§ **Written exercise**
The entries below should be quoted exactly, with no pictures carried over.

Location annotation dataset excerpts
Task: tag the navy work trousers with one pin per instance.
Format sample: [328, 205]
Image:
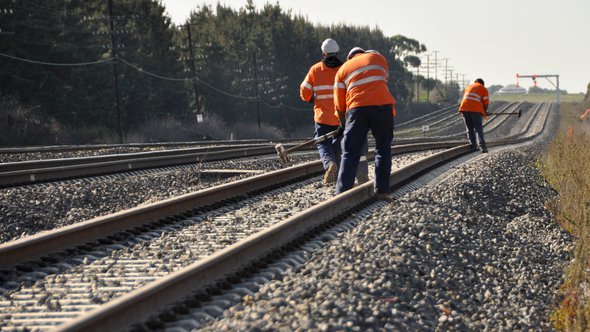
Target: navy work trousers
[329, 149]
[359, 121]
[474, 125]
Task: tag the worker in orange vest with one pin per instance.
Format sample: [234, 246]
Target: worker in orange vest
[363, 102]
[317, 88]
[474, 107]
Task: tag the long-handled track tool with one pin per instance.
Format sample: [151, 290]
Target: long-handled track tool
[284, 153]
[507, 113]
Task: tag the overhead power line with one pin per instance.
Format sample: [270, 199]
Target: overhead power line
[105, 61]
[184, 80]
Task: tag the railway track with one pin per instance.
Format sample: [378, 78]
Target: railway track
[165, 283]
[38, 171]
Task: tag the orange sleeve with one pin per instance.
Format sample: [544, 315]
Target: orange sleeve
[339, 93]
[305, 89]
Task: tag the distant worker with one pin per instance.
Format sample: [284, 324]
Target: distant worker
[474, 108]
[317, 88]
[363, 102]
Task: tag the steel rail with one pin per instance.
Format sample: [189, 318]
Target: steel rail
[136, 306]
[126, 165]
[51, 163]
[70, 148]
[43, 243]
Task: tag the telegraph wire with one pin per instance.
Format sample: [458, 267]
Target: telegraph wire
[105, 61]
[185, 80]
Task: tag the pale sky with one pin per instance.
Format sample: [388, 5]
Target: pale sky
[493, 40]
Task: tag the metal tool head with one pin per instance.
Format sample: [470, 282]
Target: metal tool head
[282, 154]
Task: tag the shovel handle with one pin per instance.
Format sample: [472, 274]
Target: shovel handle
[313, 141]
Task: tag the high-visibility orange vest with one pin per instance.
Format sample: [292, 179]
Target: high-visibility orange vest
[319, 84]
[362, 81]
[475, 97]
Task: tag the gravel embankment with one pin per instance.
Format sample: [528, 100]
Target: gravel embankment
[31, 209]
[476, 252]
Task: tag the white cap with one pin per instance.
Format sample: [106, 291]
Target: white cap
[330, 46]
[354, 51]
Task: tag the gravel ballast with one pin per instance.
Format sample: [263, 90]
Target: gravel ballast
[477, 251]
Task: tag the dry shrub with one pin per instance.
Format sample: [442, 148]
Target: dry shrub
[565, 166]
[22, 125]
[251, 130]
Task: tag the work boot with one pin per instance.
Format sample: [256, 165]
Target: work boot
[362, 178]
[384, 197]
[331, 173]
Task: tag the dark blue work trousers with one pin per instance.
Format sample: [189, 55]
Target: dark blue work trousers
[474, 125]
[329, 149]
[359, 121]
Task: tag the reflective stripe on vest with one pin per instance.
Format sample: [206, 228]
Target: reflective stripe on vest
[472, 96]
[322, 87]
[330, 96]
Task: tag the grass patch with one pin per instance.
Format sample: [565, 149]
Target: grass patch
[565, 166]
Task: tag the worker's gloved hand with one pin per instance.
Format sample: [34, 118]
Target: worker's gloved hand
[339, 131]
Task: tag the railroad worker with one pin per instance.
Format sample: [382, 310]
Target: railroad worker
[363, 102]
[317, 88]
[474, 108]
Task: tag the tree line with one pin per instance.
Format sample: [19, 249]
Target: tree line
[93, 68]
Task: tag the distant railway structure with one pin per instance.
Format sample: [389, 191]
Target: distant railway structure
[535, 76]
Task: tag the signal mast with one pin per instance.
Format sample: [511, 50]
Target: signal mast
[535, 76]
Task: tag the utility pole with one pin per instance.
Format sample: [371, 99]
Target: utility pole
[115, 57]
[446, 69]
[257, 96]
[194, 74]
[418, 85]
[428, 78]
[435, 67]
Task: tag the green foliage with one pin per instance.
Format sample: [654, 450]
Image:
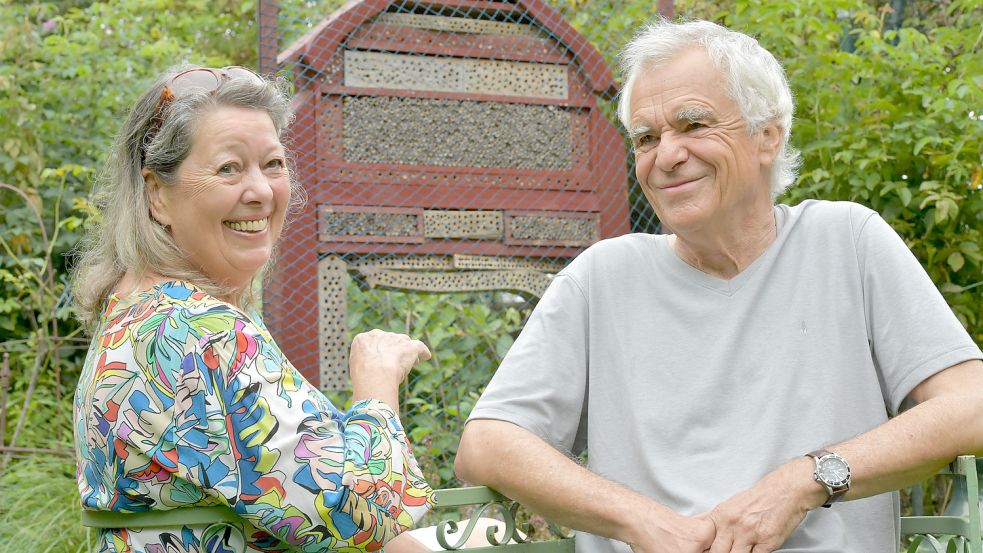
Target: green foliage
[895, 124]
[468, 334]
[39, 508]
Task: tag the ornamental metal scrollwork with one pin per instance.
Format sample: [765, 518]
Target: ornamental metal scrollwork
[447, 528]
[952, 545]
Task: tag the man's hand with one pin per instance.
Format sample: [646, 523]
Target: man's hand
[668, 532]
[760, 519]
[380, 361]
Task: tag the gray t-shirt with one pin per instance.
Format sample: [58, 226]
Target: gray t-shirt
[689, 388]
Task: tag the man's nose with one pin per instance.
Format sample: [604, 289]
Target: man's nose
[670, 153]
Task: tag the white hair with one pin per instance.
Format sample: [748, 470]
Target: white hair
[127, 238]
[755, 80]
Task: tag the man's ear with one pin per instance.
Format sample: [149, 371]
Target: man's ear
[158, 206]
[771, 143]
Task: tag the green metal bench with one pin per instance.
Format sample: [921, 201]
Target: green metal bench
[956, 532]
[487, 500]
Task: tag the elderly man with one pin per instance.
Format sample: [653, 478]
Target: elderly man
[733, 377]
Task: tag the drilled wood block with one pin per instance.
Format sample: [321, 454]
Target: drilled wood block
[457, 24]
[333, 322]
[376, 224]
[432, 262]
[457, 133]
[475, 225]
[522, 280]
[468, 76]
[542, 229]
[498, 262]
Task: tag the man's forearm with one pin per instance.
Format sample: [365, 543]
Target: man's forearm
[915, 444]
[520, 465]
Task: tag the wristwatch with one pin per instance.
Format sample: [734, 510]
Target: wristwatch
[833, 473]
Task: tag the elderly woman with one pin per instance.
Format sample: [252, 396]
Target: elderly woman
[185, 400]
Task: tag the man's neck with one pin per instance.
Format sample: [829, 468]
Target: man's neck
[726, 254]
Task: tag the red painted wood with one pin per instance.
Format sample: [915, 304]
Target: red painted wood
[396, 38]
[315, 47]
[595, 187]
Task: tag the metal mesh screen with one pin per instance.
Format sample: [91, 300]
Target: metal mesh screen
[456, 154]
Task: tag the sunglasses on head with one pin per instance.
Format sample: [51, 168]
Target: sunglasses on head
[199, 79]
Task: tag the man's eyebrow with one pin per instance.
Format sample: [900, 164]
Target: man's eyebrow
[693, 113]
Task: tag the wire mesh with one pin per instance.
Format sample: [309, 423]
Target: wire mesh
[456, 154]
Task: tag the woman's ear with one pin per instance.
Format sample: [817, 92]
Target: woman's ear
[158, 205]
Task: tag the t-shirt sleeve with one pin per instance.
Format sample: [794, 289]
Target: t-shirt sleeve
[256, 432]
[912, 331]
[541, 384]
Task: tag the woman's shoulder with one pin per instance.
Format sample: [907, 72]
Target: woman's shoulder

§ **Answer below**
Task: tag the navy work trousers with one pin per instance.
Format sample: [328, 205]
Image:
Target: navy work trousers
[329, 149]
[359, 121]
[474, 125]
Task: tag the worker in orange vest with one pin per instance.
Format sample: [234, 246]
Target: worker in orange vest
[363, 102]
[317, 88]
[474, 107]
Task: tag the long-handled track tool with one pin per instance.
Format sample: [151, 290]
Target: long-handled track tool
[284, 153]
[507, 113]
Task: tag the overhead power line with one pin per instance.
Format sample: [270, 199]
Target: overhead power line
[105, 61]
[184, 80]
Task: tag the railway track with one pin per instance.
Format sample: [378, 78]
Target: railway track
[165, 283]
[38, 171]
Task: tag the orange sleeve with one pin per instance.
Format sample: [544, 315]
Target: orange sleeve
[339, 93]
[305, 89]
Task: tag the distant worker with one pin per instance.
Format sample: [284, 324]
Target: distant worker
[474, 108]
[317, 88]
[363, 102]
Task: tag the steel rail with one pin per instance.
Format sample: [189, 318]
Target: steel rail
[136, 306]
[126, 165]
[51, 163]
[70, 148]
[43, 243]
Task: tag the telegraph wire with one pin per instance.
Format sample: [458, 267]
Target: telegraph wire
[105, 61]
[185, 80]
Task: tag the pale sky with one pin per instance.
Format sample: [388, 5]
Target: pale sky
[493, 40]
Task: tag the metal tool head with one pin per instance.
Format sample: [470, 282]
Target: metal tool head
[282, 154]
Task: tag the shovel handle with one pin per instance.
Format sample: [472, 274]
Target: shovel handle
[313, 141]
Task: tag the high-visibility orange vest with one pin per instance.
Format sample: [292, 179]
Target: high-visibility orange vest
[319, 84]
[362, 81]
[475, 97]
Task: tag the gravel embankment with one pin per instance.
Format sample: [528, 100]
Target: gravel embankment
[31, 209]
[476, 252]
Task: tag the white cap with one pin per instance.
Format sample: [106, 291]
Target: white cap
[330, 46]
[354, 51]
Task: tag the gravel ballast with one pin per instance.
Format sample: [263, 90]
Target: gravel ballast
[477, 251]
Task: tag the dry shrub with one pin per instance.
Format sample: [442, 148]
Target: dry shrub
[565, 166]
[22, 125]
[251, 130]
Task: tag the work boot with one pin per instance.
Format sample: [256, 165]
Target: work boot
[362, 178]
[384, 197]
[331, 173]
Task: tag the dark blue work trousers with one pin per instance.
Format sample: [189, 55]
Target: dark blue work trousers
[474, 125]
[329, 149]
[359, 121]
Task: tag the reflective stripe on vest with one pin per instance.
Format sample: [206, 228]
Target: reflective stripe on vest
[472, 96]
[322, 87]
[330, 96]
Task: tag the grass patch with one pin per instance.
Format sample: [565, 149]
Target: grass patch
[565, 166]
Task: tag the worker's gloved hand with one pin per instance.
Format sample: [34, 118]
Target: worker's gloved hand
[339, 131]
Task: tag the railroad worker with one pin per instance.
Format sample: [382, 310]
Target: railroad worker
[363, 102]
[317, 88]
[474, 108]
Task: tag the tree line with one pin per instance.
Format sample: [19, 249]
Target: tree line
[93, 68]
Task: tag the distant railway structure with one pin per instance.
Format sample: [389, 191]
Target: distant railway structure
[535, 76]
Task: tag the signal mast with one pin per instance.
Format sample: [511, 50]
Target: signal mast
[535, 76]
Task: tag the utility pole with one pin per instance.
Format sample: [371, 99]
Target: utility pole
[115, 57]
[446, 69]
[257, 96]
[194, 74]
[418, 85]
[428, 78]
[435, 67]
Task: tag the green foliage with one pin per instance.
Format sample: [654, 450]
Image:
Target: green foliage
[895, 124]
[468, 334]
[39, 508]
Task: tag the ornamental metal scrollwork with one pin per instance.
Format sample: [765, 518]
Target: ornamental metal scrollwork
[447, 528]
[952, 545]
Task: tag the man's hand with one pin per instance.
Format sample: [646, 523]
Target: man's hand
[668, 532]
[760, 519]
[380, 361]
Task: tag the gray t-shirt with one pin per instance.
Format sample: [58, 226]
Target: gray t-shirt
[689, 388]
Task: tag the man's nose with one pin per instance.
Format sample: [604, 289]
Target: man's nose
[670, 153]
Task: tag the white hair with one pin per instance.
Format sample: [748, 470]
Target: white hair
[127, 238]
[755, 80]
Task: tag the man's ear with one pin per instance.
Format sample: [149, 371]
Target: man's ear
[158, 206]
[771, 143]
Task: tag the green metal bench with one pin per instance.
Format sample: [921, 201]
Target: green metal bench
[956, 532]
[487, 500]
Task: tag the elderly man with one pin per instance.
Format sample: [653, 478]
Target: elderly man
[733, 377]
Task: tag the drilled wood block with one pin per instance.
Format sample: [321, 454]
Target: drilled wood block
[457, 24]
[333, 322]
[376, 224]
[432, 262]
[457, 133]
[475, 225]
[522, 280]
[468, 76]
[542, 229]
[498, 262]
Task: tag the man's forearm with one pin per instance.
Format sample: [365, 543]
Target: man's forearm
[915, 444]
[520, 465]
Task: tag the wristwatch with one pin per instance.
Format sample: [734, 510]
Target: wristwatch
[833, 473]
Task: tag the elderly woman with one pin per instance.
Format sample: [252, 396]
Target: elderly woman
[185, 400]
Task: tag the man's neck with one pin per instance.
Format sample: [829, 468]
Target: man's neck
[726, 254]
Task: tag the red painted wood with one pin per instance.
Format sample: [915, 304]
Target: red painted wood
[396, 38]
[315, 47]
[595, 187]
Task: tag the metal mesh screen with one pin per instance.
Format sample: [91, 300]
Target: metal mesh screen
[456, 154]
Task: tag the sunglasses on head with one pin per instance.
Format sample: [51, 168]
Target: sunglasses on head
[199, 79]
Task: tag the man's eyebrow with one pin per instance.
Format sample: [900, 164]
Target: man's eyebrow
[693, 113]
Task: tag the wire mesh with one pin per instance.
Format sample: [309, 423]
Target: wire mesh
[456, 154]
Task: tag the woman's ear with one pin per instance.
Format sample: [817, 92]
Target: woman's ear
[158, 205]
Task: tag the t-shirt sleeve with one pin per instance.
Format sample: [794, 289]
Target: t-shirt sleeve
[256, 432]
[912, 331]
[541, 384]
Task: tag the woman's shoulder with one pin per instance.
Format sample: [907, 72]
Target: woman's shoulder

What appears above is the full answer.